**What is expected**
Write the records out again exactly as they read, dropping any picture they hold.

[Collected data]

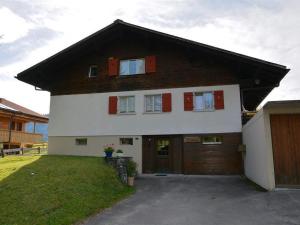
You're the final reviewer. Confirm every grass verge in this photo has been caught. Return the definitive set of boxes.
[0,155,134,225]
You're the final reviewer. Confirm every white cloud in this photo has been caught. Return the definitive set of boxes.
[0,7,33,43]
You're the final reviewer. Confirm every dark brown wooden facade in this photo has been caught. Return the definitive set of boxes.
[17,20,289,111]
[142,133,243,175]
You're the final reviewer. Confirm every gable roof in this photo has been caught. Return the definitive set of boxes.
[0,98,48,122]
[15,20,290,111]
[17,19,289,81]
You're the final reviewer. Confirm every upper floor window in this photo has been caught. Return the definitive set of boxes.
[88,65,98,77]
[145,95,162,113]
[194,92,214,111]
[119,96,135,113]
[120,59,145,76]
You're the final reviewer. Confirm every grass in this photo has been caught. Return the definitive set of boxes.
[0,155,134,225]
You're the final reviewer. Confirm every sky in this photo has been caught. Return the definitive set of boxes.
[0,0,299,114]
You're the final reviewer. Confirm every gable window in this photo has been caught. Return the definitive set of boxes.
[119,96,135,113]
[88,65,98,77]
[145,95,162,113]
[120,59,145,75]
[194,92,214,111]
[76,138,87,145]
[202,136,222,144]
[120,138,133,145]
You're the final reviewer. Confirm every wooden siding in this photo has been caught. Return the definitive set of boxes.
[270,114,300,186]
[142,133,242,174]
[49,35,239,96]
[183,133,243,174]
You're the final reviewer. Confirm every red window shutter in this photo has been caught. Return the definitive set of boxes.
[184,92,194,111]
[162,93,172,112]
[108,58,119,76]
[108,96,118,114]
[214,90,224,110]
[145,55,156,73]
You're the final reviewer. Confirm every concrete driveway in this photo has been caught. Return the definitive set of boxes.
[82,175,300,225]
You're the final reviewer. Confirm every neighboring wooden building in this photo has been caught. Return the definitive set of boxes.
[16,20,289,174]
[0,98,48,149]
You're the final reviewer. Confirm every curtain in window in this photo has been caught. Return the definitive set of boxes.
[127,96,135,112]
[145,96,153,112]
[195,94,204,111]
[154,95,162,112]
[120,61,129,75]
[119,97,127,113]
[204,92,213,110]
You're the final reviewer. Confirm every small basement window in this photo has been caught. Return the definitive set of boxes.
[75,138,87,145]
[120,59,145,75]
[88,65,98,77]
[202,136,222,144]
[120,138,133,145]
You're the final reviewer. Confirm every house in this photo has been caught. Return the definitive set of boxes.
[243,100,300,190]
[0,98,48,149]
[16,20,289,174]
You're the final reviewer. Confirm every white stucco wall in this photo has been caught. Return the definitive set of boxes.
[48,85,241,136]
[243,102,300,190]
[48,135,143,173]
[242,110,275,190]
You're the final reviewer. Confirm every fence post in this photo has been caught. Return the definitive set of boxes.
[21,148,24,155]
[38,147,41,154]
[1,149,4,158]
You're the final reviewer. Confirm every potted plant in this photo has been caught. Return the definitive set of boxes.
[126,160,137,186]
[116,149,124,157]
[104,144,114,158]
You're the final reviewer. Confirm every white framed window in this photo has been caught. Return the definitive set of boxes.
[145,94,162,113]
[194,92,214,111]
[118,96,135,114]
[120,59,145,75]
[76,138,87,145]
[120,138,133,145]
[202,136,222,144]
[88,65,98,77]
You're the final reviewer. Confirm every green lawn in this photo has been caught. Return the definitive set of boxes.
[0,155,134,225]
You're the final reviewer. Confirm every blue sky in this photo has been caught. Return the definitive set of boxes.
[0,0,299,114]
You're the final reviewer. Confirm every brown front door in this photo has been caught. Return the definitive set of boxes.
[155,137,171,173]
[143,135,180,173]
[270,114,300,186]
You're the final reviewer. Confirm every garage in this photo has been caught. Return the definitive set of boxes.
[270,114,300,186]
[243,100,300,190]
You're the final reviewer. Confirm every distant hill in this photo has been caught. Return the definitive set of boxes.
[25,123,48,142]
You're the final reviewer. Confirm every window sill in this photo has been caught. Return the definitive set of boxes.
[143,111,163,114]
[117,112,136,115]
[202,142,222,145]
[193,109,215,112]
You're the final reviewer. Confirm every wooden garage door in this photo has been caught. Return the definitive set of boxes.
[270,114,300,186]
[183,133,243,175]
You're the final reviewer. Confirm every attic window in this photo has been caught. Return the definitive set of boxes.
[120,59,145,75]
[88,65,98,77]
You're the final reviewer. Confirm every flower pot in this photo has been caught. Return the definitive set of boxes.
[105,152,113,158]
[128,177,134,186]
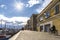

**Solution to this problem**
You're the final reviewer. Confirm every grass verge in this photo has been caught. Return the definitive set of boxes.
[0,155,134,225]
You're the final reviewer. Confirm every white cloud in this photo has been caught. Return the definitive set of boxes.
[0,7,33,43]
You're the final reviewer. Confirm every dark brown wooden facade in this photo has been caught. Return the definitive set of boxes.
[17,20,289,111]
[142,133,243,175]
You're the final reviewer. Confirm every gable roof in this photo has been caught. Return the definitive set of boxes.
[0,98,48,122]
[15,20,290,111]
[17,19,289,81]
You're the final reviewer. Confirm every upper floor window in this photo has been caught. Return the definitive set of boxes.
[88,65,98,77]
[145,95,162,113]
[194,92,214,111]
[119,96,135,113]
[120,59,145,76]
You're the final reviewer. Confirm every grass in this photo has been caught. Return the definitive set of boxes.
[0,155,134,225]
You're the final reviewer. Confirm every sky in this photo has been caught. Return the definitive set of boxes.
[0,0,299,114]
You're the final reviewer. Confirm every gable window in this photo has been caught. Return the definitive set of boxes.
[119,96,135,113]
[88,65,98,77]
[145,95,162,113]
[120,59,145,75]
[194,92,214,111]
[76,138,87,145]
[202,136,222,144]
[120,138,133,145]
You're the final reviewer. Confirm every wooden siding in this photo has been caught. Return the definitive set of boxes.
[270,114,300,186]
[142,133,242,174]
[49,35,239,96]
[183,133,243,174]
You're the final reviewer. Confirm every red window shutter in this photo has been caught. Return the definitive set of boxes.
[184,92,194,111]
[162,93,172,112]
[108,58,119,76]
[108,96,118,114]
[214,90,224,110]
[145,55,156,73]
You're the final reviewer. Confirm every concrete driveway in this photo has been caught. Return the definitive set of boxes.
[82,175,300,225]
You're the final reviewer. Confirm every neighboring wooden building in this photo has been caught. Return the definitive set of boxes.
[16,20,289,174]
[0,98,48,149]
You're the final reviewer. Confirm every curtain in window in this photo has been caught. Return the definitive set of boxes.
[127,96,135,112]
[145,96,153,112]
[195,94,204,111]
[154,95,162,112]
[120,61,129,75]
[119,97,127,113]
[204,92,213,110]
You're the final reviewer. Confirm every small basement window in this photo has been caught. Return the definitive set of boxes.
[75,138,87,145]
[120,59,145,75]
[88,65,98,77]
[202,136,222,144]
[120,138,133,145]
You're the final reviewer. Confirm every house in this photo has been caught. Return the definitive set of boxes.
[243,100,300,190]
[0,98,48,149]
[16,20,289,174]
You're the final reviewer. Confirm every white stucco wall in this photo has been caught. Return the definitive set of boxes.
[48,85,241,136]
[243,102,300,190]
[48,135,143,173]
[242,110,275,190]
You're the final reviewer. Confirm every fence post in this photo has been caught. Return the definitive set of boxes.
[21,148,24,155]
[38,147,41,154]
[1,149,4,158]
You're the final reviewer. Confirm every potted plant in this photo has been caught. Return the definitive set of boxes.
[126,160,137,186]
[116,149,124,157]
[104,144,114,158]
You're the final reviewer. Confirm every white framed window in this photo has been caught. Return the definitive set of boxes.
[145,94,162,113]
[194,92,214,111]
[118,96,135,114]
[120,59,145,75]
[76,138,87,145]
[120,138,133,145]
[202,136,222,144]
[88,65,98,77]
You're the final reviewer. Confirm every green lawn in this photo has been caught. Return the definitive set of boxes.
[0,155,134,225]
You're the final reviewer. Confirm every blue sky in this photo has been caught. Return the definitive set of boxes.
[0,0,299,114]
You're the final reviewer. Confirm every brown front door in this photo has been caught. Return the definitive set of boxes.
[155,137,171,173]
[143,135,180,173]
[270,114,300,186]
You're the final reviewer. Confirm every garage in this photo has been caught. Return the definitive set of boxes.
[270,114,300,186]
[243,100,300,190]
You're the final reviewer. Confirm every distant hill in this photo has been caught. Return the definitive set of boxes.
[25,123,48,142]
You're the final reviewer. Confirm every window sill in this photo has been caught. Return the definitive set of boxes.
[143,111,163,114]
[117,112,136,115]
[202,142,222,145]
[193,109,215,112]
You're the final reviewer. Confirm every wooden garage door in this photo has been caught. Return the definitive set of boxes.
[270,114,300,186]
[183,133,243,175]
You're the final reviewer. Confirm every attic window in this photo has been caught. Return the definitive set of boxes.
[120,59,145,75]
[88,65,98,77]
You're the final reviewer. Confirm every flower pot in this photo has been caught. Return the definitive set of boxes.
[105,152,113,158]
[128,177,134,186]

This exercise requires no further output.